Rewrite all the items below as a two-column CSV with the headers instruction and markers: one row per item, its text in the first field and its answer in the second. Put each field in quotes, replace line breaks with spaces, and leave the pictures out.

**Records supplied:**
□ □ □ □ □

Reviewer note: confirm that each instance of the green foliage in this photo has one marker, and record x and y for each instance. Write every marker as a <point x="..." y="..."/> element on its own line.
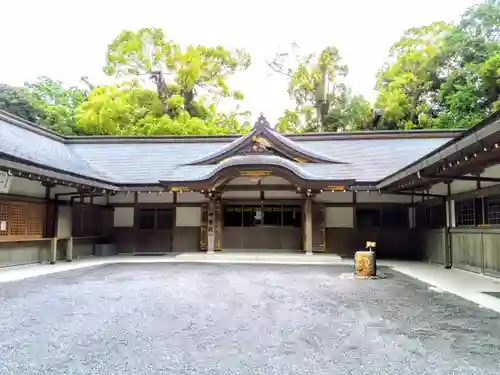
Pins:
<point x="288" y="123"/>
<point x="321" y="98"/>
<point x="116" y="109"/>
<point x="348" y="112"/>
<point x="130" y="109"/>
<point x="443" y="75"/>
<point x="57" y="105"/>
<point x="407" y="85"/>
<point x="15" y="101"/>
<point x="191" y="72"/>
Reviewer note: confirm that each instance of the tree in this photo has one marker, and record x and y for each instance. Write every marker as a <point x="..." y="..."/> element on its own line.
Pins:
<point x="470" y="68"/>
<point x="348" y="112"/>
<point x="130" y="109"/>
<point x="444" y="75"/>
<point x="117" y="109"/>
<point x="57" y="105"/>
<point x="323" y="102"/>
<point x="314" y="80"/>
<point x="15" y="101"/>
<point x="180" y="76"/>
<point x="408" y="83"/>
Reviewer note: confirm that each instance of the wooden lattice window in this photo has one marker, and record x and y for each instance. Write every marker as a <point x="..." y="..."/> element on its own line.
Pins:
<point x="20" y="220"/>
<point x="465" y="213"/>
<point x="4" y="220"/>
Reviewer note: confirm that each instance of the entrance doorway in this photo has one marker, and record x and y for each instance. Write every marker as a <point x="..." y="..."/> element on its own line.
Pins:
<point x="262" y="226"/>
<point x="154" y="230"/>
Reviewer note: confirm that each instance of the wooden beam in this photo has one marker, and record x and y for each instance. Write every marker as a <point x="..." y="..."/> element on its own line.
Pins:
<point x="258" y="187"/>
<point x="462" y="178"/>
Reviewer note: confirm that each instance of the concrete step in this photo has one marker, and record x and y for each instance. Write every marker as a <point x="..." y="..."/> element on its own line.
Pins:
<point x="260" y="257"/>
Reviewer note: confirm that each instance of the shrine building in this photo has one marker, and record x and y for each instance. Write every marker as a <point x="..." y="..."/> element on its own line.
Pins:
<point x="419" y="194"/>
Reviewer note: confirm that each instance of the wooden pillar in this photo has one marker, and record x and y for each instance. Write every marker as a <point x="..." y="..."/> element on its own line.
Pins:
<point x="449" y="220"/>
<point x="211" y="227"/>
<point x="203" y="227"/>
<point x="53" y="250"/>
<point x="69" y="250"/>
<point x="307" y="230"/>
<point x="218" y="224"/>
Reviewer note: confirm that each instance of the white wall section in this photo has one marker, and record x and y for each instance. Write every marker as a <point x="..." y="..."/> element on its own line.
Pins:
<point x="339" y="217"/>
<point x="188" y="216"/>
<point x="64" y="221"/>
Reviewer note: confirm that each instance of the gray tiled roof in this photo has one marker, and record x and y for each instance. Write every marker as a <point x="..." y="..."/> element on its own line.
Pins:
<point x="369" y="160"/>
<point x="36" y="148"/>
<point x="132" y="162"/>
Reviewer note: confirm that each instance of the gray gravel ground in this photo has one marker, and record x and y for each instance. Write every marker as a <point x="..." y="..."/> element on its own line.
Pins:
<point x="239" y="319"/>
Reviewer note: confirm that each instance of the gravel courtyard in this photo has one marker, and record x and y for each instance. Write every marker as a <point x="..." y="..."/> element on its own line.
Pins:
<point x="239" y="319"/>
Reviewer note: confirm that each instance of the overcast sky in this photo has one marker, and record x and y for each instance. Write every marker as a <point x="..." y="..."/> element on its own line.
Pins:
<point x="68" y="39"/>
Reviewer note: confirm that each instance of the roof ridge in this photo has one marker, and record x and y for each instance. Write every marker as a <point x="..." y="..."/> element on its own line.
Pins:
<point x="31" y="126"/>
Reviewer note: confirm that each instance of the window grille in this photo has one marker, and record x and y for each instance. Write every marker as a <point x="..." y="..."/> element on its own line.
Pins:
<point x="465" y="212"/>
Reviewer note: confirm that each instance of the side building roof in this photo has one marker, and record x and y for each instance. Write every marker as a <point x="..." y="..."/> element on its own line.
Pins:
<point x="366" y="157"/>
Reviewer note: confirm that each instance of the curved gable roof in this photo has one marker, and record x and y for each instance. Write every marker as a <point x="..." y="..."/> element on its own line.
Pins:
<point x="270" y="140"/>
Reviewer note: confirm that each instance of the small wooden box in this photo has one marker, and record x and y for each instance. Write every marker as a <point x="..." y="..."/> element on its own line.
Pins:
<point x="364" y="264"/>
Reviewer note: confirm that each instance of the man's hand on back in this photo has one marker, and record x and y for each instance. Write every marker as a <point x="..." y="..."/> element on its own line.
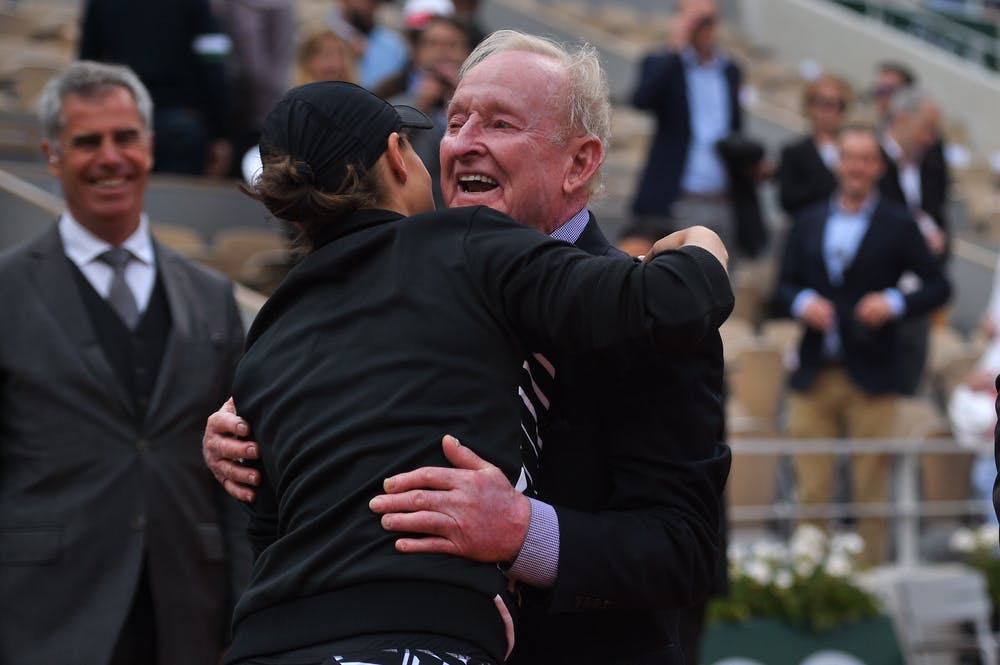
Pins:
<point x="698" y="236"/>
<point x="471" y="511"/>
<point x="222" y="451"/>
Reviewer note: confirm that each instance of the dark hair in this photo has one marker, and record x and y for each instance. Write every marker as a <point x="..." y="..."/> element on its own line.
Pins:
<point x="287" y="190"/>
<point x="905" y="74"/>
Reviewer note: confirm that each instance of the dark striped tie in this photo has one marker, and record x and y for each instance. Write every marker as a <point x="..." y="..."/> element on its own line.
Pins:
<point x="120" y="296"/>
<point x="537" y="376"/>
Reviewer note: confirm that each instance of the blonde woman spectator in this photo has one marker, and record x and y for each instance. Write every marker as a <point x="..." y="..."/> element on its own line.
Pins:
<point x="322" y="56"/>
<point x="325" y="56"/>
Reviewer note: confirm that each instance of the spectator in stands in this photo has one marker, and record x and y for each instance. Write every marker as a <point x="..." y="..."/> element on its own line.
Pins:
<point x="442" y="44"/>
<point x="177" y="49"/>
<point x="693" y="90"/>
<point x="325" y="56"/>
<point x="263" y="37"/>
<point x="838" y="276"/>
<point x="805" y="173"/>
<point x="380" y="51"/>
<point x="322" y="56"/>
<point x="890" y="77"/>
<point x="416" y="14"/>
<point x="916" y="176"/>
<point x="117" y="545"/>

□ □ □ □ □

**Solution to this task:**
instruction,markers
"Reviewer note: confirm that each instance of the green foliage in this photo has one marker, and record x and y for each instance. Write every marker as a <point x=""..."" y=""...""/> element on its own line. Pins:","<point x=""288"" y=""123""/> <point x=""321"" y=""98""/> <point x=""116"" y=""109""/> <point x=""348"" y=""112""/> <point x=""130"" y=""109""/> <point x=""443"" y=""75""/> <point x=""57"" y=""105""/> <point x=""407"" y=""85""/> <point x=""15"" y=""101""/> <point x=""191"" y=""72""/>"
"Reviewer note: confirm that each instance of the tree in this photo has one marker, and record x and y for each instance. Write every marker as a <point x=""..."" y=""...""/> element on its own line. Pins:","<point x=""470"" y=""68""/> <point x=""348"" y=""112""/> <point x=""130"" y=""109""/> <point x=""444"" y=""75""/> <point x=""117"" y=""109""/> <point x=""57"" y=""105""/> <point x=""323"" y=""102""/> <point x=""314"" y=""80""/> <point x=""15"" y=""101""/> <point x=""180"" y=""76""/> <point x=""408"" y=""83""/>"
"Reviewer note: confirm that each instance of the wooden lattice window in this photo has one marker, and record x and y for each instance. Write every marker as a <point x=""..."" y=""...""/> element on its own line. Pins:","<point x=""20"" y=""220""/> <point x=""465"" y=""213""/> <point x=""4"" y=""220""/>"
"Reviewer note: confirm that each instance of the entrance doorway in this photo has one marker, and record x and y for each instance. Write every marker as a <point x=""..."" y=""...""/> element on its own line. Pins:","<point x=""262"" y=""226""/> <point x=""154"" y=""230""/>"
"Reviewer note: confirm that each instance of the wooden beam in this photo has one marker, and record x and y for each instance. Write every marker as a <point x=""..."" y=""...""/> element on its own line. Pins:","<point x=""258"" y=""187""/> <point x=""462"" y=""178""/>"
"Reviewer note: confirm that each instance of the concrete step in this photo has one marker, and record x and y for each instance. Write every marker as a <point x=""..."" y=""...""/> element on its own line. Pins:","<point x=""260"" y=""257""/>"
"Reviewer note: confirm that each instance of the shrine building in this photo has one marker, and record x and y for each instance. Write every marker as a <point x=""..."" y=""...""/> element on its own line. Pins:","<point x=""419"" y=""194""/>"
"Reviewer note: confirm that each instance of the wooden pillar in this photo has one marker, and record x and y for each instance. Write every marker as a <point x=""..."" y=""...""/> element on its own line. Pins:","<point x=""449"" y=""220""/> <point x=""211"" y=""227""/> <point x=""203"" y=""227""/> <point x=""53"" y=""250""/> <point x=""69"" y=""250""/> <point x=""307"" y=""230""/> <point x=""218"" y=""224""/>"
"Reviewer note: confirm that each instance of the white wall section in this photo has one marker, and record x and y for each instance. Write every marker as a <point x=""..."" y=""...""/> element on its own line. Pins:","<point x=""339"" y=""217""/> <point x=""188"" y=""216""/> <point x=""64"" y=""221""/>"
"Reviewer note: confirm that each instance of the gray tiled roof in this photo has one marker, and record x and y for each instance. Write every marker as a <point x=""..."" y=""...""/> element on its own line. Pins:","<point x=""369"" y=""160""/> <point x=""36"" y=""148""/> <point x=""132"" y=""162""/>"
"Reviewer note: confirm that each instance of the gray gravel ground in this photo has one marker, and record x and y for each instance. Write every marker as a <point x=""..."" y=""...""/> element on its own line. Pins:","<point x=""239"" y=""319""/>"
"Reviewer note: confirm that each instance of the gravel courtyard in this photo has one marker, and record x and y for each instance. Write every marker as a <point x=""..."" y=""...""/> element on its own line. Pins:","<point x=""239"" y=""319""/>"
"Reviewer note: confirm that each instance of the overcast sky in this photo has one marker, and record x and y for each instance. Write every marker as a <point x=""..."" y=""...""/> element on its own line. Pins:","<point x=""68"" y=""39""/>"
"Reviewer note: confirm that each instance of the roof ridge in this photo has one marker, and record x and y for each instance. Write every marker as a <point x=""..."" y=""...""/> element on its own line. Pins:","<point x=""31"" y=""126""/>"
"Reviewer note: confirm that each instance of the window grille in this photo has one marker, and record x and y for each instance. Write every marker as a <point x=""..."" y=""...""/> element on its own line. Pins:","<point x=""465"" y=""212""/>"
"Reviewer note: confirm that each instance of the side building roof in this photo has one marker, and record x and y for each instance. Write every marker as a <point x=""..."" y=""...""/> element on its own line. Pins:","<point x=""366"" y=""157""/>"
"Reviewer note: confirm that each instance of the curved gable roof in this photo has one marker, and record x and y for each instance. Write every marker as a <point x=""..."" y=""...""/> element on its own line. Pins:","<point x=""270"" y=""140""/>"
"Reviewer note: confirm that each instance of the small wooden box in this photo has one marker, and record x and y for each instance. Write every marker as a <point x=""..."" y=""...""/> element on its own line. Pins:","<point x=""364"" y=""264""/>"
"Reviewer note: confirm that each instance of the man's hand on back in this photo has one marker, and record x and y for each instance. Write every marker as a <point x=""..."" y=""...""/> element on its own line. Pins:","<point x=""698"" y=""236""/> <point x=""471"" y=""511""/> <point x=""222"" y=""451""/>"
"Reviewer note: confirm that each instance of the dark hair in this photo has one marker, and record x and y for each instance. Write every marker as a <point x=""..."" y=""...""/> element on its own line. Pins:","<point x=""287"" y=""190""/> <point x=""905"" y=""74""/>"
"Reviewer note: confirm that each instance of the dark striped tie in this photo has one marker, and record x and y for each instance. Write every marker as a <point x=""..."" y=""...""/> element on its own line. Pins:","<point x=""120"" y=""296""/> <point x=""537"" y=""376""/>"
"Reviewer note: confirm that each instance of the blonde woman spectator in this photo has one marker, and record x and y for each instance. Write every marker as a <point x=""..."" y=""...""/> element on its own line. Pins:","<point x=""322"" y=""56""/> <point x=""325"" y=""56""/>"
"Reviewer note: confirm that each instance of the spectator in stands in this photo has one marker, and record x and y for each instance. Write every marker as a <point x=""..."" y=""...""/> element on its own line. Pins:","<point x=""442"" y=""44""/> <point x=""177"" y=""49""/> <point x=""693"" y=""90""/> <point x=""325"" y=""56""/> <point x=""263"" y=""37""/> <point x=""838"" y=""276""/> <point x=""805"" y=""173""/> <point x=""380"" y=""51""/> <point x=""322"" y=""56""/> <point x=""890"" y=""77""/> <point x=""416"" y=""14""/> <point x=""916"" y=""176""/> <point x=""117"" y=""545""/>"